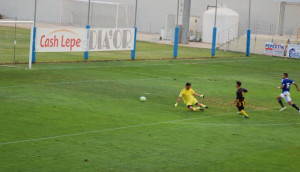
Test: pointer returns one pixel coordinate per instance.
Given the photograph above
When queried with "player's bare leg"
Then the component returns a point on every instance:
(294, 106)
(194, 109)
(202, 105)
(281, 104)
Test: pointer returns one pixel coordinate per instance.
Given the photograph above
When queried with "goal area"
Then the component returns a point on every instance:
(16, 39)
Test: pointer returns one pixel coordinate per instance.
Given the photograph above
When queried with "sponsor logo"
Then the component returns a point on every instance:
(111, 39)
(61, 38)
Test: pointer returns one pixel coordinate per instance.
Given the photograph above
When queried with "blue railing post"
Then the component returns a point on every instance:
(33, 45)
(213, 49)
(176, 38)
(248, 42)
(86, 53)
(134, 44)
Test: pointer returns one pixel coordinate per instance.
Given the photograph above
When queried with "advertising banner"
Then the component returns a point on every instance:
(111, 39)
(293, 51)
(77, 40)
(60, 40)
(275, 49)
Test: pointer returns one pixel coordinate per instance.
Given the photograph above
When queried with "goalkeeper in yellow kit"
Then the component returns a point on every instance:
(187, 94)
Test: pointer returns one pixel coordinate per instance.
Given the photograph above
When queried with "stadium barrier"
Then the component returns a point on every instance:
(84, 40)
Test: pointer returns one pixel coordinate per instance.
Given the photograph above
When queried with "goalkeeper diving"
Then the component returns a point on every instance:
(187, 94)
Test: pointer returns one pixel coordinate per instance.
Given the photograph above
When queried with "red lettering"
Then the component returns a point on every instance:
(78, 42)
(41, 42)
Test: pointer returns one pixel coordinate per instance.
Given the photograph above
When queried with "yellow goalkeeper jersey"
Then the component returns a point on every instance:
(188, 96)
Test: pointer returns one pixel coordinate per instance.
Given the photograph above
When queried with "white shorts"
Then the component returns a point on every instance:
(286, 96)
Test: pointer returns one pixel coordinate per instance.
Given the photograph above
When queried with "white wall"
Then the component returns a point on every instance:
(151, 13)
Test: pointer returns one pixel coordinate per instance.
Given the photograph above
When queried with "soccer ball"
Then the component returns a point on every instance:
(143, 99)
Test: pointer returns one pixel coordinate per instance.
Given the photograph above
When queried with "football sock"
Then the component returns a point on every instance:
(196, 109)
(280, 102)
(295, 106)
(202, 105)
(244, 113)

==========

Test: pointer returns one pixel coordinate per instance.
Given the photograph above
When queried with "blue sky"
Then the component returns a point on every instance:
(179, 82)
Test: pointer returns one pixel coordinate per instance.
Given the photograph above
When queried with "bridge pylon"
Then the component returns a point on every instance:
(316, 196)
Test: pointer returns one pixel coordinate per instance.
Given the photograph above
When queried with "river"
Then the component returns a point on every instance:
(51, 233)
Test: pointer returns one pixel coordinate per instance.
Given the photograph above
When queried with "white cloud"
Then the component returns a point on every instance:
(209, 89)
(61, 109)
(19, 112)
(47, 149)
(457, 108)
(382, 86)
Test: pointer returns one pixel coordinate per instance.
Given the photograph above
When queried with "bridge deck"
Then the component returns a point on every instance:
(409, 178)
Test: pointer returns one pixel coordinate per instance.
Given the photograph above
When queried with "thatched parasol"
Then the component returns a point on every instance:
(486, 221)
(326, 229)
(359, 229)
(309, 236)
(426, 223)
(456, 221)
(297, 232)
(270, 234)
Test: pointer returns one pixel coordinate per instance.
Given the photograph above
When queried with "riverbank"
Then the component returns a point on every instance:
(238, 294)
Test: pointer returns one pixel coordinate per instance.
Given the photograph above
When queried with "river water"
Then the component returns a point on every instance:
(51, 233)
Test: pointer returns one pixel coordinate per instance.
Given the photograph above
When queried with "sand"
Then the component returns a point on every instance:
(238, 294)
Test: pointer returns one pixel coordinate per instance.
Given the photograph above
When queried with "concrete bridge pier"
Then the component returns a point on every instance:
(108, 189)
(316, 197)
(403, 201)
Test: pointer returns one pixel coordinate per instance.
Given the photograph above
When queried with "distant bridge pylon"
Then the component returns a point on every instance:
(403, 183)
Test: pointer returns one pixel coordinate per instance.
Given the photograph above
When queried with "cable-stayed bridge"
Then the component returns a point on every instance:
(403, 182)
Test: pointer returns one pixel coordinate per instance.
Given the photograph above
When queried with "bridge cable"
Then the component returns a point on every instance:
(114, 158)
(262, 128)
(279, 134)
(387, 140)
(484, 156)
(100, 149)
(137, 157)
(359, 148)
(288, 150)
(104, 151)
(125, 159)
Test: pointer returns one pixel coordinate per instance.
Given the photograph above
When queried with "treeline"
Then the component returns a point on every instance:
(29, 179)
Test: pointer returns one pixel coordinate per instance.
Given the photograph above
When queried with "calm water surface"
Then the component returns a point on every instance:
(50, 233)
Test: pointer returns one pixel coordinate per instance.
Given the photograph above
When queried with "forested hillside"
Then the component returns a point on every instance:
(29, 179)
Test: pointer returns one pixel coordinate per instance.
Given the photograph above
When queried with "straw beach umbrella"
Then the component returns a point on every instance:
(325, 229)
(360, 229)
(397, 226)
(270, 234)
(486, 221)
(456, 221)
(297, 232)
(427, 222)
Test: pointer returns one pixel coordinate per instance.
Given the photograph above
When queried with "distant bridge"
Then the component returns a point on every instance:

==========

WRITTEN TASK →
Pull out every line in the records above that contains the word "blue" and copy each one in full.

WRITTEN RESPONSE →
When queried with "blue railing post"
When queried with "blue sky"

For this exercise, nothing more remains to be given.